— Trecho do texto —
● ● ●

O que Gurdjieff chama de “ciência objetiva” usa a analogia musical para descrever um universo composto por uma cadeia de energias, da oitava mais baixa à mais alta. Podemos falar aqui de energias plurais. Cada energia é transformada à medida que sobe ou desce, de modo que pode ser mais grossa ou mais fina, dependendo de sua posição na escala. Em cada nível, uma energia corresponde a um grau de inteligência, e a própria consciência, flutuando em uma ampla gama de vibrações, é o que caracteriza a experiência humana.
Gurdjieff não apenas fala de um movimento de energia capaz de se elevar a novos graus de intensidade, mas também afirma a realidade de um nível final — um absoluto de qualidade pura. Na direção oposta, as energias sutis descem para encontrar e interagir com as energias que conhecemos. Quando essa mistura do grosseiro e do sutil ocorre, mudam os pensamentos, sentimentos e atitudes de uma pessoa, mudam o próprio significado de suas ações e a influência que elas exercem sobre o mundo ao seu redor.
O que caracteriza a vida comum é o fato de ela operar em um campo de energias cujos limites são estritamente circunscritos e, para usar a metáfora musical, que ela só pode se mover para cima e para baixo em um pequeno número de escalas. Sob essas condições, o nível de nossa consciência é baixo, o poder de nosso pensamento é limitado e as energias disponíveis alimentam uma visão e uma motivação estreitas.

● ● ●

— Ações necessárias —
- 1) As afirmações abaixo estão de acordo com o texto sobre a ciência objetiva? Responda sim ou não para cada uma e cite as palavras do texto que decidem a resposta. (a) Cada energia se modifica conforme sobe ou desce na escala. (b) As energias sutis sobem para se afastar das energias que conhecemos. (c) Na vida comum, o nível de nossa consciência é alto.
- 2) Segundo o texto sobre a ciência objetiva, o que muda quando ocorre a mistura do grosseiro e do sutil? Liste todos os itens.
- 3) Continue o texto sobre a ciência objetiva a partir da última frase apresentada.
Estas linhas não têm relação com o texto sobre a ciência objetiva.

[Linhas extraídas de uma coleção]

● ● ●

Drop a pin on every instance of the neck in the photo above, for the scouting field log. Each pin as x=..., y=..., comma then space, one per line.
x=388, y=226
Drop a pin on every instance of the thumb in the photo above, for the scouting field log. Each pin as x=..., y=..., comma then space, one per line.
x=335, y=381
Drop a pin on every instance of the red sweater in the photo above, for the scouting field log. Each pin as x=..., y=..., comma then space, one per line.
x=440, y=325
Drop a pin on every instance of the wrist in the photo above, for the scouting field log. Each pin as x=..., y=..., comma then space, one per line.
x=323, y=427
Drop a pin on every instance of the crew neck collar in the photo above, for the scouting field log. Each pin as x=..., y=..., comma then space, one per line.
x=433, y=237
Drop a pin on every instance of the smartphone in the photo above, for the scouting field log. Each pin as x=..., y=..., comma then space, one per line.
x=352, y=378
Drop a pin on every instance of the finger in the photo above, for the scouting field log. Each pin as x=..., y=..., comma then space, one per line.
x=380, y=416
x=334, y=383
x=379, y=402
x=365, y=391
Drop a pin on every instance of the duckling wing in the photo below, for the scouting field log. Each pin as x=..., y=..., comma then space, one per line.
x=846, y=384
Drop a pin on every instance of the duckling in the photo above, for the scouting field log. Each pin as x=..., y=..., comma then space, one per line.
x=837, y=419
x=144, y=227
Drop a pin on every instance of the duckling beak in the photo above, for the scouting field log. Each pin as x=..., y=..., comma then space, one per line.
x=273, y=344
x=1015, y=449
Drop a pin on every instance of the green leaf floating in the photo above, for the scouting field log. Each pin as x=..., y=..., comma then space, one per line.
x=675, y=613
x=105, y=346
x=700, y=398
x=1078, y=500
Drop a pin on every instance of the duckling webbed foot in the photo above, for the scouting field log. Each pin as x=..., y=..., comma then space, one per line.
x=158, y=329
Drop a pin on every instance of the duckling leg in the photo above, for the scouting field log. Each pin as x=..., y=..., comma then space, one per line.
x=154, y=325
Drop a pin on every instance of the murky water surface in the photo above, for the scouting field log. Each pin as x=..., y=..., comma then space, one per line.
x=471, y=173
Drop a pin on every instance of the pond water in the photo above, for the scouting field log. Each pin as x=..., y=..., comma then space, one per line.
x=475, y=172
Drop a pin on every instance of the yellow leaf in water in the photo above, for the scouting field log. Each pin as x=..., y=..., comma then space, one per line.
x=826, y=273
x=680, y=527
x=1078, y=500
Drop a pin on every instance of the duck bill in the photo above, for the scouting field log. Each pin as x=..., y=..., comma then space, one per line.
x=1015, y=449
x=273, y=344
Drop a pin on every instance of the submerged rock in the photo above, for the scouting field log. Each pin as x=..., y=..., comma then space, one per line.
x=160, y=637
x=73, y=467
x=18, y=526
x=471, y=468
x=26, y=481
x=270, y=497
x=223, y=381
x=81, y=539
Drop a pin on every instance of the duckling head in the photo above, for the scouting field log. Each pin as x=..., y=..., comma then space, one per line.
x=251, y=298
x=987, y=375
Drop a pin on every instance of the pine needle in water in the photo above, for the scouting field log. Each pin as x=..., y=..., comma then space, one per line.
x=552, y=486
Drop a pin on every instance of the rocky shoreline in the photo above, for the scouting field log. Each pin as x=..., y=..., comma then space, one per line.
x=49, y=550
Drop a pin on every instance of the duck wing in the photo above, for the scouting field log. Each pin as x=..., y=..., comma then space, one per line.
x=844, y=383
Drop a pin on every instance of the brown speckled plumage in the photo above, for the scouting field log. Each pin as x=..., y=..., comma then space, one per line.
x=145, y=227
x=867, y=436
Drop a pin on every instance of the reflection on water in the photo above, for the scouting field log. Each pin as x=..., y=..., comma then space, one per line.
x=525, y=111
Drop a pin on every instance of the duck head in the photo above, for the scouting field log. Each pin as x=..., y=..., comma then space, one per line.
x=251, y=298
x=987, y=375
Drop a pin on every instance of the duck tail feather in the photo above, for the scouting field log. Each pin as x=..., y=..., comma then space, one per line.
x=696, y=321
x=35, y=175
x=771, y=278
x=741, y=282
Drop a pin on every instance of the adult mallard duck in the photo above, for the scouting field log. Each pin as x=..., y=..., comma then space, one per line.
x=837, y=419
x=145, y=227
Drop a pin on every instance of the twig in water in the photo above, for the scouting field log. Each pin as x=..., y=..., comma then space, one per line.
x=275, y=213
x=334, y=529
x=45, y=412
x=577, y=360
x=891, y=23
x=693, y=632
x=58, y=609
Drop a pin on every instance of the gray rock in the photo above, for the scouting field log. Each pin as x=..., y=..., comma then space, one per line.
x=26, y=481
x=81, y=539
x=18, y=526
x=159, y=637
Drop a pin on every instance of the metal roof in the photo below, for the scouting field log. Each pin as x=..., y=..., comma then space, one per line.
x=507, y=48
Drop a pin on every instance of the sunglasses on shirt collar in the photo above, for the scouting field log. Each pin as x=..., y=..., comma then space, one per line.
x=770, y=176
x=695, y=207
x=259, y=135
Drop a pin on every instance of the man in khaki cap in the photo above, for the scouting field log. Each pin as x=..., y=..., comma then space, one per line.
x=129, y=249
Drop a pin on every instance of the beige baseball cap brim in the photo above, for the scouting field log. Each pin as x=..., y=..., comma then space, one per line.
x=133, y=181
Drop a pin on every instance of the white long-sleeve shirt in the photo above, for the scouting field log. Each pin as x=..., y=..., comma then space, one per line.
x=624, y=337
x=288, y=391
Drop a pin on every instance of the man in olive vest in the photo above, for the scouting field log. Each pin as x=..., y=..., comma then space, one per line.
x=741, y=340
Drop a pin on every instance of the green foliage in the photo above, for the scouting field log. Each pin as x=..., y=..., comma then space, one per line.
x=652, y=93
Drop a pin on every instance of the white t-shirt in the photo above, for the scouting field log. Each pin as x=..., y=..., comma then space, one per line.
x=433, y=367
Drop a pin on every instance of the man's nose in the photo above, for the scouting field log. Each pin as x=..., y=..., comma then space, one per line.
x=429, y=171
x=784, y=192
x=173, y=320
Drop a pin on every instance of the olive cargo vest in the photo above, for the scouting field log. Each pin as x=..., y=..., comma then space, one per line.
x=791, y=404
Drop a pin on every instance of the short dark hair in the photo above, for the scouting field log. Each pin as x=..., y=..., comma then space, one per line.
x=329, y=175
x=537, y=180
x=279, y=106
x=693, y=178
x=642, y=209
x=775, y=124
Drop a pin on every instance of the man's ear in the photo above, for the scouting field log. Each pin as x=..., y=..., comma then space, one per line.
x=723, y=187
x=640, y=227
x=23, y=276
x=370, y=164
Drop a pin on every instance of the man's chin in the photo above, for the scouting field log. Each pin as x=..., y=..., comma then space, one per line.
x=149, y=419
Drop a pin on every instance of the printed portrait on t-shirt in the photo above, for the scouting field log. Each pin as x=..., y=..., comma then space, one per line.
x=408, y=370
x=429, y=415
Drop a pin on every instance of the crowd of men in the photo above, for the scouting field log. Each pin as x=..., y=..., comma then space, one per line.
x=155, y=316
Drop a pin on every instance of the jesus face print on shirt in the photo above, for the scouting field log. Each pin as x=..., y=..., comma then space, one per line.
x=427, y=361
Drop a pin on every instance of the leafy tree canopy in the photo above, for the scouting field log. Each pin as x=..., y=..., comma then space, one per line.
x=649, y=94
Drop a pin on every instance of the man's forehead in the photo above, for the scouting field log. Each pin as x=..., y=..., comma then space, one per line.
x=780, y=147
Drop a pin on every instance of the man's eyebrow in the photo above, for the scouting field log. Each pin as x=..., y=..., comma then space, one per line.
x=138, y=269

● ● ●

— Respostas em ordem —
- 1)
(a) Sim: "Cada energia é transformada à medida que sobe ou desce".
(b) Não: "as energias sutis descem para encontrar e interagir com as energias que conhecemos".
(c) Não: "o nível de nossa consciência é baixo".

- 2)
- os pensamentos de uma pessoa
- os sentimentos
- as atitudes
- o próprio significado de suas ações
- a influência que elas exercem sobre o mundo ao seu redor

- 3)
Gurdjieff mostra que há dois pontos precisos em cada escala em que um movimento em pleno desenvolvimento é interrompido ou, mais precisamente, está situado em um intervalo que só pode ser atravessado pela introdução de uma nova vibração que ofereça exatamente a qualidade e o impulso necessários. Caso contrário, como nada no universo pode permanecer estável, a energia crescente inevitavelmente voltará ao seu ponto de partida.
Essa é uma noção radical e surpreendente: significa que toda energia e, portanto, toda ação humana, só pode se elevar, por iniciativa própria, até um determinado ponto, como a flecha lançada em direção ao céu que, tendo esgotado o ímpeto que a impulsiona, atinge o ponto mais alto e é forçada a dobrar sua trajetória e cair de volta à terra. No entanto, se o ponto crucial no qual a energia inicial começa a enfraquecer for observado com precisão, nesse exato momento pode ocorrer o que Gurdjieff chama de “choque”, ou seja, a introdução consciente de um impulso apropriado para que o movimento rompa a barreira e possa continuar seu desenvolvimento ascendente. Essa imagem nos ajuda a entender por que os esforços humanos caem em desuso, por que os impérios entram em decadência, por que as melhores previsões se revelam erradas e por que imensas revoluções “retrocedem” e traem seus grandes ideais. As mesmas leis mostram que uma determinada força, aplicada com precisão, poderia ter evitado esse retorno ao zero. Mas o princípio básico raramente é reconhecido, e ficamos culpando os outros e a nós mesmos com amargura e frustração.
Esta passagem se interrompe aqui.